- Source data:
========

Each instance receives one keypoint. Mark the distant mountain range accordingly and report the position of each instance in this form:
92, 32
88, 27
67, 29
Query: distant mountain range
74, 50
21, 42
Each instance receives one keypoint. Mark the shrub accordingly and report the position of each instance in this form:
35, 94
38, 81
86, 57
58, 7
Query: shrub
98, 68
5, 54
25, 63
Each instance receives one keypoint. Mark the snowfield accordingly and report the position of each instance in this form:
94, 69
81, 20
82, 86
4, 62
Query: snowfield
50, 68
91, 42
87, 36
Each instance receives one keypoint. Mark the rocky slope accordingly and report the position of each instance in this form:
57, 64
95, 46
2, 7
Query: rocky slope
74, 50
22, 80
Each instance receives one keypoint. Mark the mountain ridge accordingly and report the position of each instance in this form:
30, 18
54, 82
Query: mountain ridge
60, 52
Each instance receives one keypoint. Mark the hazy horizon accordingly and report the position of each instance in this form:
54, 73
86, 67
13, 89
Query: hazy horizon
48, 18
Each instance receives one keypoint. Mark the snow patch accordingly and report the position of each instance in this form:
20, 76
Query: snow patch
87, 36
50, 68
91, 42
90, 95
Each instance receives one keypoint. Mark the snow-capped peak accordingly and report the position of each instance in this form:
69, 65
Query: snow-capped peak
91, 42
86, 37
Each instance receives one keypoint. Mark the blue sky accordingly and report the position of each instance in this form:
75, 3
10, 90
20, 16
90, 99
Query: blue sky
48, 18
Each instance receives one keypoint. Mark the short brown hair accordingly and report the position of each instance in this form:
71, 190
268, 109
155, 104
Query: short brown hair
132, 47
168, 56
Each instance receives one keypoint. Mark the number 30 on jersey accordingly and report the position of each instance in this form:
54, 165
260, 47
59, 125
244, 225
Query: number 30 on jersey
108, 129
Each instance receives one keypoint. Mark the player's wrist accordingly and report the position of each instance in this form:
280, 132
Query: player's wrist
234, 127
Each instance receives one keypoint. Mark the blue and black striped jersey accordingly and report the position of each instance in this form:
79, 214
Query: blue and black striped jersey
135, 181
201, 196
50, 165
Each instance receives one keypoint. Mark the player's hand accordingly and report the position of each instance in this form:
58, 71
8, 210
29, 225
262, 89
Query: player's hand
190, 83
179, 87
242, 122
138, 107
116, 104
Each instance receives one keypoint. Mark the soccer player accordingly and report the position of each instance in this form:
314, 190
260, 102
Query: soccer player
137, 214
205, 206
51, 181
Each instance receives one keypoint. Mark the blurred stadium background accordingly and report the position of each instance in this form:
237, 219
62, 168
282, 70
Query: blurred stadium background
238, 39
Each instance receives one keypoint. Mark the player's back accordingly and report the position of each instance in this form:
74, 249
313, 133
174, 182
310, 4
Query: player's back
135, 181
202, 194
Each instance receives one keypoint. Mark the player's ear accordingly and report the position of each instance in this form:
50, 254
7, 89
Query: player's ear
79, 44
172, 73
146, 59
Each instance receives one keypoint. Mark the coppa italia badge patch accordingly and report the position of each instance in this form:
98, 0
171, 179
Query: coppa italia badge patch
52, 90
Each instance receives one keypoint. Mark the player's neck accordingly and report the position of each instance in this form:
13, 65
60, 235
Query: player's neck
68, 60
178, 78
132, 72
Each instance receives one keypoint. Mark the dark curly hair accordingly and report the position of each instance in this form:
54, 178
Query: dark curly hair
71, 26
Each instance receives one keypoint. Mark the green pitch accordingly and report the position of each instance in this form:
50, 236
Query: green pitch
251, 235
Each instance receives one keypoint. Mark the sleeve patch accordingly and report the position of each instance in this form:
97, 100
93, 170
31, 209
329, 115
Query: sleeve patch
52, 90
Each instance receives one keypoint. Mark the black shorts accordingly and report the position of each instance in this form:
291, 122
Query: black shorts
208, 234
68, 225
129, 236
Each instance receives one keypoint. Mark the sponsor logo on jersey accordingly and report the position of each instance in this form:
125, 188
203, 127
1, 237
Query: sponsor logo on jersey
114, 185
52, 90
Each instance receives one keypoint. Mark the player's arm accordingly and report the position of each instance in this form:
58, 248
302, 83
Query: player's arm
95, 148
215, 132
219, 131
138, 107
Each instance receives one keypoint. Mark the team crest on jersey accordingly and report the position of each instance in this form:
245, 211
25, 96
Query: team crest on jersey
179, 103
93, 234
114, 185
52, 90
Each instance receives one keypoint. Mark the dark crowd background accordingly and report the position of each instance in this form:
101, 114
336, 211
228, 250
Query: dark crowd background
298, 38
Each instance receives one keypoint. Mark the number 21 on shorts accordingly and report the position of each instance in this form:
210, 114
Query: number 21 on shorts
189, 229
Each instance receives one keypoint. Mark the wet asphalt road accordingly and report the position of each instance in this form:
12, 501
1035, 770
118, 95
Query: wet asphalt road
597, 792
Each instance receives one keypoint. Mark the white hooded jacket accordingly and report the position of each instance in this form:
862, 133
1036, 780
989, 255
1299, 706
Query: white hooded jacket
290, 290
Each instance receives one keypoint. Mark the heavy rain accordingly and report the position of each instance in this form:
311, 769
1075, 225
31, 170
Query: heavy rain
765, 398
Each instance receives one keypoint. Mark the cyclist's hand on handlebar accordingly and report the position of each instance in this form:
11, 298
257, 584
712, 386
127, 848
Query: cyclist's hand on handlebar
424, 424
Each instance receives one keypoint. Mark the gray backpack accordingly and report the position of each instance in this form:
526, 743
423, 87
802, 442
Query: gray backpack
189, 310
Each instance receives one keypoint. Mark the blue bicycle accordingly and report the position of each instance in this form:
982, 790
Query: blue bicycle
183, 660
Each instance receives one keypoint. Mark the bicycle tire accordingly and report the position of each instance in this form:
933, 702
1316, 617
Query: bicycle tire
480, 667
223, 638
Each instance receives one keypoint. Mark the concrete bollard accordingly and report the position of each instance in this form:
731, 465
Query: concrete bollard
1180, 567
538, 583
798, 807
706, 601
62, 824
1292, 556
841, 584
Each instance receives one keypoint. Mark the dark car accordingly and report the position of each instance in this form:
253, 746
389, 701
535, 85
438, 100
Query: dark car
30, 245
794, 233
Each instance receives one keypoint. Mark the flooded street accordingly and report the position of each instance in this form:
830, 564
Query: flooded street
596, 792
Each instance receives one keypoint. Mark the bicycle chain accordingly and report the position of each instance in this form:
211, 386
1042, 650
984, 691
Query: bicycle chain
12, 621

========

- Exercise description: Repeat the data above exactly.

- Response to the exercise:
Each instance receives one keypoint. Mark the distant mountain range accordingly and report the position of each instance in this form:
92, 32
88, 27
67, 29
Query: distant mountain range
74, 50
21, 42
Each instance receives one keypoint. Mark the shrub accordingly and report the position of each instance in this form:
35, 94
38, 81
86, 57
58, 7
Query: shrub
98, 68
5, 54
25, 63
Each instance receives one keypoint. Mark the snowfield accordingly and report the position of each instance in this form:
94, 69
81, 20
82, 86
4, 62
Query: snowfield
50, 68
91, 42
87, 36
Each instance receives one keypoint. Mark the rocky slope accordingly and report the position of each instance in this form:
57, 64
95, 46
2, 7
Query: rocky slope
74, 50
22, 80
Each instance receives one keypoint. Mark the mountain ridge accordingly and report the position of each instance in this form:
30, 18
54, 82
Query: mountain ridge
60, 52
Each instance receives one keypoint. Mark the hazy horizon accordingly and report the position of each instance in this form:
54, 73
86, 67
13, 89
Query: hazy horizon
48, 18
Each instance receives one keypoint. Mark the snow patch accordingly and report the position of each instance in this form:
20, 76
Query: snow patch
87, 36
50, 68
91, 42
90, 95
Each instance receives one keypoint. Mark the snow-capped peak accordingly and report the position of each instance in this form:
69, 65
Query: snow-capped peak
91, 42
86, 37
Each instance receives one keypoint. Mark the blue sky accordingly and report the position of each instance in this form:
75, 3
10, 90
20, 16
90, 99
Query: blue sky
48, 18
Each instance receives one keypoint. Mark the short brown hair accordingly and report the position of each instance in this form:
71, 190
268, 109
155, 104
Query: short brown hair
132, 47
168, 56
Each instance receives one keypoint. Mark the number 30 on jersey accordingly and report the position of each instance in this form:
54, 165
260, 47
59, 125
244, 225
Query: number 30 on jersey
108, 129
Each instance receives one keypoint. Mark the player's wrist accordingly and report the position of each instance in this form:
280, 132
Query: player's wrist
234, 127
Each instance receives one keypoint. Mark the blue and black striped jersey accordingly and report the position of each instance in this form:
79, 214
Query: blue and black striped jersey
135, 181
201, 196
50, 165
Each instance receives one keypoint. Mark the player's hand accordingly and report the position of each instance in this form:
58, 71
8, 210
29, 225
262, 89
Query: player's hand
190, 83
179, 87
242, 122
138, 107
116, 104
Each instance receives one keypoint. Mark the soccer player accordingly and report the position of each instance in this form:
314, 190
260, 102
Query: soccer player
137, 214
205, 206
51, 181
Each instance receives one keypoint. Mark the blurred stadium background accordingly and report the position of each instance in this form:
237, 219
62, 168
282, 70
Query: blurred stadium background
238, 39
Each instance receives one keypoint. Mark the player's back accordingly and report the position of each instance in this form:
74, 249
313, 133
174, 182
310, 4
Query: player's back
135, 181
202, 194
Each instance receives one keypoint. Mark the player's ear accordingly and report the position of each instance in this form:
50, 254
7, 89
Query: player's ear
79, 44
172, 73
146, 59
Each instance receives one keypoint. Mark the coppa italia badge patch accordingly and report the position of each instance in this form:
98, 0
171, 179
Query: coppa italia badge patch
52, 90
Each instance receives one keypoint. Mark the player's neck accordingly and report the position of each instance in this form:
13, 65
60, 235
Query: player's neck
68, 60
178, 78
132, 72
Each instance receives one keypoint. Mark the dark curly hair accordingly and report the position of each instance in this form:
54, 178
Query: dark curly hair
71, 26
Each instance receives one keypoint. Mark the green pitch accordingly and report the position of each instance in this form:
50, 236
Query: green pitch
251, 235
Each instance receives one keypoint. Mark the sleeve patch accordingly and report the position of each instance in this form:
97, 100
93, 170
31, 209
329, 115
Query: sleeve patch
52, 90
Each instance receives one keypoint. Mark the black shorts accordingly and report the position of each instance in this form:
291, 122
Query: black shorts
208, 234
68, 225
129, 236
Each instance receives one keypoint. Mark the sponsor logo on jersey accordingly and report the position of each instance in this form:
125, 188
203, 127
1, 237
Query: sponsor logo on jersey
114, 185
52, 90
Each instance receives one keypoint. Mark the player's arm accordingly and report the position of each instance in this form:
58, 248
302, 83
Query: player's arm
95, 148
215, 132
219, 131
138, 107
Each instance receives one keypoint. Mark the team crest on jersey accordingly and report the position of each instance in this form:
245, 211
25, 96
Query: team crest on jersey
179, 103
93, 234
114, 185
52, 90
Each instance receives one keypoint. Mark the dark crowd background accordingly and report the position of each instance in this form:
101, 114
336, 211
228, 250
Query: dark crowd background
298, 38
Each instance receives one keypoint. Mark the number 21 on shorts accordingly and report the position of each instance in this form:
210, 114
Query: number 21 on shorts
189, 229
Each instance receives one keypoint. Mark the wet asphalt road accordingly and report the position of each instance in this form:
12, 501
1035, 770
118, 95
Query: wet asphalt road
597, 792
Each instance receives one keypoint. Mark the white hooded jacket accordingly and report the position of each instance in this form:
862, 133
1036, 780
989, 255
1299, 706
Query: white hooded jacket
290, 290
Each instance receives one keypoint. Mark the heavy rain accordingly and report the position of each instance in this form:
311, 769
1075, 225
31, 170
Query: heavy rain
765, 398
Each instance receives one keypoint. Mark the cyclist's hand on handlebar accordingly and report the position of each instance in this form:
11, 298
257, 584
712, 386
127, 848
Query: cyclist's hand on handlebar
424, 424
Each instance receives one keypoint. Mark the gray backpack accordingly and report the position of each instance in this form:
526, 743
423, 87
802, 442
Query: gray backpack
189, 310
Each instance receives one keypoint. Mark the blue bicycle accordingly and report the position of each instance in this form:
982, 790
Query: blue bicycle
183, 660
Each instance receives one keypoint. Mark the bicycle tire accordingly and report the position of each instance in this form:
933, 702
1316, 617
Query: bicycle tire
480, 667
223, 638
Each instance receives one keypoint. Mark the concrete bollard accordingly and report the position of each instance in this form:
731, 465
Query: concrete bollard
1180, 567
538, 583
798, 807
706, 601
62, 824
1292, 556
841, 584
Each instance receives one keypoint. Mark the dark car accordingly and report the position of each instance in this form:
253, 746
389, 701
535, 85
438, 100
Query: dark car
30, 245
794, 233
Each instance receives one keypoint. Mark the flooded street accordingly and report the position of each instance in this form:
830, 564
Query: flooded street
596, 792
Each instance receives one keypoint. Mark the bicycle chain accordingly and report the position of each instance in this form:
211, 386
1042, 650
984, 691
Query: bicycle chain
12, 621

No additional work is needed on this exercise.